# PAGE EXTRACT:
-- START --

After college Baltzell rowed for the U.S. team for a few years and made the 1992 Olympic Rowing Team. She was a member of the first (and only) all women’s America’s Cup Sailing Team and competed in the 1995 events. Shortly after her sailing adventure, Baltzell went back to school and earned a PhD in counseling, with a specialization in sport psychology. Now she runs a graduate program in sport psychology, works with athletes as a sport psychologist and writes books on the topic including Living in the Sweet Spot: Preparing for Performance in Sport and Life and Mindfulness and Performance. “Most importantly sport at Wesleyan taught me to value my health, my body and to identify as an athlete. I proudly can still do a mean set of pushups, can hold a handstand and most proudly I can cradle my 12-year-old son in my arms (while he laughs) — and he weighs 130 pounds!”
Being on a team in college gave Zabette Macomber ’88 (crew) a place to belong. “When I arrived at Wesleyan, I wasn’t sure about what I wanted to do or who I really wanted to be. Everyone around me seemed so confident and I felt awkward, slightly over my head and unsure. But when I entered the boat house and met the other women rowers, I knew I belonged. Not only did the women on my team, and especially in my boat, give me the courage and confidence to figure out who I was and what I wanted, they opened my eyes to the world around me. I met women who had different backgrounds, different ideas, and different ways of being in the world. And those remarkable athletes gave me the gift of power. Power to know what I want, the power of humor, of asking questions, of belonging. I loved my team. And even though I haven’t rowed in 23 years (how is that possible?), I still, to this day, identify myself as a rower. A very powerful rower. So tell those aspiring young athletes to jump in and get ready!”
Erin Hardy ’01 (cross country, track and field) Excellence. Community. Friendship.
According to Hardy, these three words sum up the profound impact being a student-athlete had on her time at Wesleyan and every day since. Hardy was a three-sport athlete, playing soccer in the fall of her freshman and sophomore years, and running track in winter/spring. She ran the 1000 meter (indoor), the 800 and 1500 meter (outdoor), and “had the great joy” of being on the middle-distance relay teams. During her junior year, Hardy decided to start running year-round, so she started running cross country in the fall seasons. “I felt this was what it would take to try to get to nationals by senior year (this happened and was one of the best experiences of my life!) and to contribute as much as I could to the team,” she said. Hardy also served as captain her junior and senior years.

-- END --

# PROBLEM SET:
1/ Quote the text on Wesleyan student-athletes from "According to Hardy, these" up to and including "and senior years.".
2/ Decide whether each statement below agrees with the text on Wesleyan student-athletes, answering yes or no and quoting the words of the text that settle it: (a) Baltzell made the 1992 Olympic Rowing Team. (b) Zabette Macomber still rows regularly. (c) Erin Hardy ran cross country in every year of college.
3/ Proceed with the text on Wesleyan student-athletes, writing on from its last sentence.

# EXTRACTED INFORMATION:

-- START --

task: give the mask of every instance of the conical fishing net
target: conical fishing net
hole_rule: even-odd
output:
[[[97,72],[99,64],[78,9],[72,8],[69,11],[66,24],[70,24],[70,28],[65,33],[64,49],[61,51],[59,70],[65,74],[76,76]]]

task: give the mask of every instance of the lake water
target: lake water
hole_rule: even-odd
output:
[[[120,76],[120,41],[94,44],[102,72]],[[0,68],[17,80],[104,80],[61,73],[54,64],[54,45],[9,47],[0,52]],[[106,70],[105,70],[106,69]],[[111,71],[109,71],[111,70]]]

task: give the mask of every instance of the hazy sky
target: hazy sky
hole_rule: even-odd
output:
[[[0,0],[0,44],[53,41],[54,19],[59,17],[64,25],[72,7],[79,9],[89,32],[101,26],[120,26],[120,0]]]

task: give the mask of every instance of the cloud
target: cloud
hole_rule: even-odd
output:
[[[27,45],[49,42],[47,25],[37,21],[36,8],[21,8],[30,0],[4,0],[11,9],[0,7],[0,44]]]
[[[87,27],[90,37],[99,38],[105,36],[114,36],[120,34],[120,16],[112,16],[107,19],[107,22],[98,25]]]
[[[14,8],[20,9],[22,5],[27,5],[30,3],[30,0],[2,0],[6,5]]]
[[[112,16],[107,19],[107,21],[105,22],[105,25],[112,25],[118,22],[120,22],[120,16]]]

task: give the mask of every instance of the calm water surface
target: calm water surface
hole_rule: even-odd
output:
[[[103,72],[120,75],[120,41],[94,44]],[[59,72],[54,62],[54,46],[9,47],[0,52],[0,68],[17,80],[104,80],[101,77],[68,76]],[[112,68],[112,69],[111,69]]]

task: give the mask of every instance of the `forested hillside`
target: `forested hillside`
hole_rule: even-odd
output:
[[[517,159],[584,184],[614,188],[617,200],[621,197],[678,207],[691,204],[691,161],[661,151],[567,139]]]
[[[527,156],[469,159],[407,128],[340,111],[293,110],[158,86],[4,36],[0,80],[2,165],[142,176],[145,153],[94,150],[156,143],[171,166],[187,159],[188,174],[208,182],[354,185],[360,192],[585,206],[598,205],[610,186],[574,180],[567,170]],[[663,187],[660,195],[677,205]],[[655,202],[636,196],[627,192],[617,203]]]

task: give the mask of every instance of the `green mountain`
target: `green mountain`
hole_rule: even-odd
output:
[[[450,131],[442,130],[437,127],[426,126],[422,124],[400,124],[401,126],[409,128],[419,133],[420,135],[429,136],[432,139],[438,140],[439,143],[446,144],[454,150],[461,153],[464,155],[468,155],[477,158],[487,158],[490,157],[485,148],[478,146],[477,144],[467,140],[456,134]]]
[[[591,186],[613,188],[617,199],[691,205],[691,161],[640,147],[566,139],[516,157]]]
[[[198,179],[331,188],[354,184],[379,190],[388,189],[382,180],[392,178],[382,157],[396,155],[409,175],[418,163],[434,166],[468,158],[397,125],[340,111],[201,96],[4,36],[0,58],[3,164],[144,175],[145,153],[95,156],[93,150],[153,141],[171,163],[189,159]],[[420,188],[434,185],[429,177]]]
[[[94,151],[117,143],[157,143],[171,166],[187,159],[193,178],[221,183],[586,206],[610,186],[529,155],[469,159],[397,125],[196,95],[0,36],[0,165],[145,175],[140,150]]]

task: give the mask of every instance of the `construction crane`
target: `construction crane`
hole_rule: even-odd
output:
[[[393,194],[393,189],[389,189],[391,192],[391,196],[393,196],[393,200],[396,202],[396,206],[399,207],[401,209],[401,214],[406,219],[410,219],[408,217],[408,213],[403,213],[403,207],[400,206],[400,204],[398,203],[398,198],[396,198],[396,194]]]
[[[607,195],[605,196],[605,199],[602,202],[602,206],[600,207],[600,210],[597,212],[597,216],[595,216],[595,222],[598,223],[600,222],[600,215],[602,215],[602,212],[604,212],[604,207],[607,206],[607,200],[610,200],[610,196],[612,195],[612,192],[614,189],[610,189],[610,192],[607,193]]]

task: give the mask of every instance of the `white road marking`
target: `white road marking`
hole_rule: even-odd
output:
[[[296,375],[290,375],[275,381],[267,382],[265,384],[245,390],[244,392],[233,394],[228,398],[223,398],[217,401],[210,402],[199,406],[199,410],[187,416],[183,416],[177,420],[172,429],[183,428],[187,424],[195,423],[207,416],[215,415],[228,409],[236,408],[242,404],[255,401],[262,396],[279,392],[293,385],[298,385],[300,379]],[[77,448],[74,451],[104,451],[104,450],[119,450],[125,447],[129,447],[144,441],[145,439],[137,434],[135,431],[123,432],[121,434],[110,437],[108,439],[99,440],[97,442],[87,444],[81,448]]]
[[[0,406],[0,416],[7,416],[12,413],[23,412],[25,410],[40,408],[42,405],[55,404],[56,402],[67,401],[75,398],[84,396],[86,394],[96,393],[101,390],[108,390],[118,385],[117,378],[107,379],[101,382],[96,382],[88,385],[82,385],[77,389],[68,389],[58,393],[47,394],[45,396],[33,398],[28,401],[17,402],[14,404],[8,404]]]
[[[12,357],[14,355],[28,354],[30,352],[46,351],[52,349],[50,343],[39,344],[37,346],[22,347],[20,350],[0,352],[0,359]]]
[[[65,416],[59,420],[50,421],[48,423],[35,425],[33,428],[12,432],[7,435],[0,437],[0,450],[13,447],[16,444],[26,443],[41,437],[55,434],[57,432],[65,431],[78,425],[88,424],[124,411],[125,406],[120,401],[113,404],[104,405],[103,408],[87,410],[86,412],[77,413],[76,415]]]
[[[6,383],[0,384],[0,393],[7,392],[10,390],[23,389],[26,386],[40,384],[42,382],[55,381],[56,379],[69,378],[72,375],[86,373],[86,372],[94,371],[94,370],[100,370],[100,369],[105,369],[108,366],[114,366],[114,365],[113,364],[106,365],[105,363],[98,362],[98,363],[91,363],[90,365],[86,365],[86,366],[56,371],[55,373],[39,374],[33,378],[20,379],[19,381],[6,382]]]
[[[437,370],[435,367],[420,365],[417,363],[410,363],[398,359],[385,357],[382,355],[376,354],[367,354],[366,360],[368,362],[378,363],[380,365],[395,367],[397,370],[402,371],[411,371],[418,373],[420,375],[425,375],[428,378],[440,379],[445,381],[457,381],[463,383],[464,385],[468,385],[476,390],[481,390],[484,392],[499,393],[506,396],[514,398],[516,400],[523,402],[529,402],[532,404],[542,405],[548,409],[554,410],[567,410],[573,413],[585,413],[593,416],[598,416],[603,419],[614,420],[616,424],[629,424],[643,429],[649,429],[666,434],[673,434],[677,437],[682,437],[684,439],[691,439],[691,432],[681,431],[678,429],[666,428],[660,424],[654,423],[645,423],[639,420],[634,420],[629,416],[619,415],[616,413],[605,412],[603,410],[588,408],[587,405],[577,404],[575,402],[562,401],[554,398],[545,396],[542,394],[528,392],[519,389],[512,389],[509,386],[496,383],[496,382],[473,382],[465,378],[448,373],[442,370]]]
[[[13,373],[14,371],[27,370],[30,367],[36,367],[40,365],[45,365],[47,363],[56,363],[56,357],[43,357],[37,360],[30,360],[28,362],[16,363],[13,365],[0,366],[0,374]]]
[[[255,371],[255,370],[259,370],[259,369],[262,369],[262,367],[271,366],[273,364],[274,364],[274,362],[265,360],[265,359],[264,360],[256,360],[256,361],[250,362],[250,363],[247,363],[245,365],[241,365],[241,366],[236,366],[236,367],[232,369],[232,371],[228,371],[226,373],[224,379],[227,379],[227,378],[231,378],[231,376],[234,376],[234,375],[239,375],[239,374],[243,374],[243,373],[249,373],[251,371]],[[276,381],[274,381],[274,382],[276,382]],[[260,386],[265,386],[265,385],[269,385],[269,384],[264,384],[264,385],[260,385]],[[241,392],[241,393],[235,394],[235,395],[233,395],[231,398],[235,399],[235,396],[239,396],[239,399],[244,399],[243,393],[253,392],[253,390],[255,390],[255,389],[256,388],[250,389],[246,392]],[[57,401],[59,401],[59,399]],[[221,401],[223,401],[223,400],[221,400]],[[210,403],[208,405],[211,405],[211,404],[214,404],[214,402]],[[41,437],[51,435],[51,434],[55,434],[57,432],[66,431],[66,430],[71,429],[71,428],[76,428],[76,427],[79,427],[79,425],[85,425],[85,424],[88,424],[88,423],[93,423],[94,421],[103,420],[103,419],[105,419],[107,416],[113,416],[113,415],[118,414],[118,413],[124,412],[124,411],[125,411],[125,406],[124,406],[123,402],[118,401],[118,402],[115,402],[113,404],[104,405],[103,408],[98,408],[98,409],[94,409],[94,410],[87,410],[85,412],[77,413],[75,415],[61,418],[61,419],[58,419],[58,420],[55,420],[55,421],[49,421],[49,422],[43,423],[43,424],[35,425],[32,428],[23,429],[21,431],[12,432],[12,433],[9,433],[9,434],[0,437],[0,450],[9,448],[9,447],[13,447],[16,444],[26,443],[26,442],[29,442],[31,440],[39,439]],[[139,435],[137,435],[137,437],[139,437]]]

-- END --

# THE REPLIES:
1/
According to Hardy, these three words sum up the profound impact being a student-athlete had on her time at Wesleyan and every day since. Hardy was a three-sport athlete, playing soccer in the fall of her freshman and sophomore years, and running track in winter/spring. She ran the 1000 meter (indoor), the 800 and 1500 meter (outdoor), and “had the great joy” of being on the middle-distance relay teams. During her junior year, Hardy decided to start running year-round, so she started running cross country in the fall seasons. “I felt this was what it would take to try to get to nationals by senior year (this happened and was one of the best experiences of my life!) and to contribute as much as I could to the team,” she said. Hardy also served as captain her junior and senior years.

2/
(a) Yes: "made the 1992 Olympic Rowing Team"
(b) No: "I haven’t rowed in 23 years"
(c) No: "During her junior year, Hardy decided to start running year-round, so she started running cross country in the fall seasons."

3/
“Excellence. As a student-athlete at Wesleyan, I was surrounded by teammates who I respected so much and that could push one another to achieve things that no one expected. I remember looking up to my captains so much as a freshman, both on and off the field—I reveled at how hard they worked at balancing sports and academics, all while managing to have fun and experience college to the fullest. These “Wes” women were tough nuts and I wanted to fill those “big-shoes” as an upperclass(wo)man. Most importantly, I learned what it meant to truly pursue excellence, to have the drive and discipline to chase down my dreams. I look back at what I accomplished as an individual, and what we accomplished as a team (winning NESCAC’s my senior spring), and just say WOW.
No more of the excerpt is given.